» Extracted data entries:
--------------------------------

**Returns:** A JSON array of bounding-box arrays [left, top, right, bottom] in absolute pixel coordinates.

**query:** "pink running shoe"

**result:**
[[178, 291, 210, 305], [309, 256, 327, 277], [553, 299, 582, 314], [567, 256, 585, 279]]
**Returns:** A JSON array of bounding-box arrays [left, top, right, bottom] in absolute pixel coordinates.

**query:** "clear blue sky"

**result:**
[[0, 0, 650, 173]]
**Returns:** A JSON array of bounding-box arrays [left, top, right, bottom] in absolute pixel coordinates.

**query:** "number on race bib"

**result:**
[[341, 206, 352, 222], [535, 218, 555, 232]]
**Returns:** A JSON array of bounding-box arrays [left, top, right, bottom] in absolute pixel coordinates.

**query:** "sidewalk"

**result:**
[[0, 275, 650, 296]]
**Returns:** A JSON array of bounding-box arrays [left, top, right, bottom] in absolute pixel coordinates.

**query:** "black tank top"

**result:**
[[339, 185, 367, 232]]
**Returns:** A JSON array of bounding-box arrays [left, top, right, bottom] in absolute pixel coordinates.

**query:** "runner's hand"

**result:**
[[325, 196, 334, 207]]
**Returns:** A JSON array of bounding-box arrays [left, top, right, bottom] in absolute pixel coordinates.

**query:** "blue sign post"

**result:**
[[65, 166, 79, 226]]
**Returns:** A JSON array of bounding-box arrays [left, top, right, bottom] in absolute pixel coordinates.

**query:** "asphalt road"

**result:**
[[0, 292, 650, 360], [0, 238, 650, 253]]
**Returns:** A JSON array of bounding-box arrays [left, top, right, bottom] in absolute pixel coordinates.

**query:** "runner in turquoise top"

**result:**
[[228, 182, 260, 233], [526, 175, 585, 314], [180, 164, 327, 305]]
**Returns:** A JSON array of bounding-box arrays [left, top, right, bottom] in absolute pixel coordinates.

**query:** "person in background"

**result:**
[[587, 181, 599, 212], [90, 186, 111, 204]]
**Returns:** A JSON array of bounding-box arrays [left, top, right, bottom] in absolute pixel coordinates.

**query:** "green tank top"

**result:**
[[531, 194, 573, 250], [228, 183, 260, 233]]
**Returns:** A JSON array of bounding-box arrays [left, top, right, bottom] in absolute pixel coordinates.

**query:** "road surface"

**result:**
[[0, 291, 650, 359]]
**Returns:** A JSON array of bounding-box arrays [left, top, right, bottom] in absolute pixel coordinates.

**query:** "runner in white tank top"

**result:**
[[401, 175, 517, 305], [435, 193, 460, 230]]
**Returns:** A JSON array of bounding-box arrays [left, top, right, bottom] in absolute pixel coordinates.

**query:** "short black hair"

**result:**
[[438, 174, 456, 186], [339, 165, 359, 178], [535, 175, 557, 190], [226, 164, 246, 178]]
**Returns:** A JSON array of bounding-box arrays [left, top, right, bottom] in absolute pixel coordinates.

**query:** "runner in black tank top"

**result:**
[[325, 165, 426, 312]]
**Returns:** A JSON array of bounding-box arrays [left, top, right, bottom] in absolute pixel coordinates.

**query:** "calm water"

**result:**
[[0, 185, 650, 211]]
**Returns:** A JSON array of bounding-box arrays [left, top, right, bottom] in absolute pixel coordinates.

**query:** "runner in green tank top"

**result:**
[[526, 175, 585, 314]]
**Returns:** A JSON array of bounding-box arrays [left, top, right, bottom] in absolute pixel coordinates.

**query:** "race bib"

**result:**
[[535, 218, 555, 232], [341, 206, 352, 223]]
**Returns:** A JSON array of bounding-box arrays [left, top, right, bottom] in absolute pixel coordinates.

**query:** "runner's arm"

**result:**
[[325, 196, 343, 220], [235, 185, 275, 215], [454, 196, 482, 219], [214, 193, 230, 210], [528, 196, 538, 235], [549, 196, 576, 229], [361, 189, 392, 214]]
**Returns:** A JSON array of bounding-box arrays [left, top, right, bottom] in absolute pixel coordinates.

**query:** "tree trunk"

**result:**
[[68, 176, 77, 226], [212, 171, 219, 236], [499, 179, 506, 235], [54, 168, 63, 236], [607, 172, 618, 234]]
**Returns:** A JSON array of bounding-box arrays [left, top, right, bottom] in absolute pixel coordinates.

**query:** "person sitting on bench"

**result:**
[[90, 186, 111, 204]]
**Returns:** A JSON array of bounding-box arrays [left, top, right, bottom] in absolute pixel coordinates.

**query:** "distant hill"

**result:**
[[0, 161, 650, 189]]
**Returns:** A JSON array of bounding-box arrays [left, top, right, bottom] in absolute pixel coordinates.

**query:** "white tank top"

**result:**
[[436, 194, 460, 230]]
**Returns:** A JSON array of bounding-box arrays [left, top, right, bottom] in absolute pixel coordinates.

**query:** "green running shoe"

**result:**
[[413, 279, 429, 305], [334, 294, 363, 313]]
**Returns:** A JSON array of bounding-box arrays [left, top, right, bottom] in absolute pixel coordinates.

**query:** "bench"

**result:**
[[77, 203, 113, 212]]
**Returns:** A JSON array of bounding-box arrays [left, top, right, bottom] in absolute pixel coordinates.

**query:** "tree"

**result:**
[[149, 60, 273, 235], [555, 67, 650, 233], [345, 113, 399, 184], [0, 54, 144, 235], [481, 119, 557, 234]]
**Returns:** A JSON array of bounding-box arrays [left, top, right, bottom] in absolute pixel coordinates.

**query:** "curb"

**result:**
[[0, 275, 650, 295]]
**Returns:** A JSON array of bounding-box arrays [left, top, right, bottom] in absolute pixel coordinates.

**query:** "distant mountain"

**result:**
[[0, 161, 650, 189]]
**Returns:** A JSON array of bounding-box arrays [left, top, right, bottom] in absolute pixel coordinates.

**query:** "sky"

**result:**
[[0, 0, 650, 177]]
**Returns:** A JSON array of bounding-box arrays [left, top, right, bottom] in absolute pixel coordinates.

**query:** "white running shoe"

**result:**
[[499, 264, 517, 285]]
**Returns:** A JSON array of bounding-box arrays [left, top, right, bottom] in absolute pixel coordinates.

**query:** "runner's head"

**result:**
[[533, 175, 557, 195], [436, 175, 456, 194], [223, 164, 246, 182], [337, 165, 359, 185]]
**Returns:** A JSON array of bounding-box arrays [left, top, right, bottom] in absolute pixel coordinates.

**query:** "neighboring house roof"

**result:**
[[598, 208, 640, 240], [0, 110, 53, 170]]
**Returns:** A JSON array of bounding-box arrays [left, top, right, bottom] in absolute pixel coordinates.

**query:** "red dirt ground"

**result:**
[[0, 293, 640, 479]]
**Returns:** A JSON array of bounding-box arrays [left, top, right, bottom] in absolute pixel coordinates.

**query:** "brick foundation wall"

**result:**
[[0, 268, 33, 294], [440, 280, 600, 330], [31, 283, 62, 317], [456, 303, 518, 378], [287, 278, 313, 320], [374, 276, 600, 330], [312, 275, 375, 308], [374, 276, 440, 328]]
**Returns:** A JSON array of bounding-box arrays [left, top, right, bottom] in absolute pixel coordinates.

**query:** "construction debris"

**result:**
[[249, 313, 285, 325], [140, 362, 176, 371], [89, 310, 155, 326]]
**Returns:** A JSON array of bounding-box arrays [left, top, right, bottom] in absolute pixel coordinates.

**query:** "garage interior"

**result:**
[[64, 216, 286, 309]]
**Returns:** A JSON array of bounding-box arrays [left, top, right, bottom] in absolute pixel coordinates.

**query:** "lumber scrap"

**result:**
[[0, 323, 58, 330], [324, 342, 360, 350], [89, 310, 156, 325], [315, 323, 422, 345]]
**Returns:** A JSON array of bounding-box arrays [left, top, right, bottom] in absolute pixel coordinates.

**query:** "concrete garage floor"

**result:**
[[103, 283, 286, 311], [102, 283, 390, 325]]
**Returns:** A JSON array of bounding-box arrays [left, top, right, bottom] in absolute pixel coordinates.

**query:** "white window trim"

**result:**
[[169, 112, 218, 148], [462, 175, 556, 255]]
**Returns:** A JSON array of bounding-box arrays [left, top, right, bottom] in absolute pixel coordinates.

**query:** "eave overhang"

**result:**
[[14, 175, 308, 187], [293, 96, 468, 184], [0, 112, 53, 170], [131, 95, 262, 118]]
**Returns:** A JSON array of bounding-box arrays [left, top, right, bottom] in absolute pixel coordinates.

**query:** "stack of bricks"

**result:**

--------------------------------

» The task: Reproduce the records verbatim from their first line through the line containing "256, 585, 279]]", including both of those lines.

» Reply:
**Returns:** A JSON array of bounding-box arrays [left, top, right, bottom] in absolute pixel coordinates.

**query:** "pink running shoe"

**result:**
[[178, 291, 210, 305], [309, 256, 327, 277], [553, 299, 582, 314], [567, 256, 585, 279]]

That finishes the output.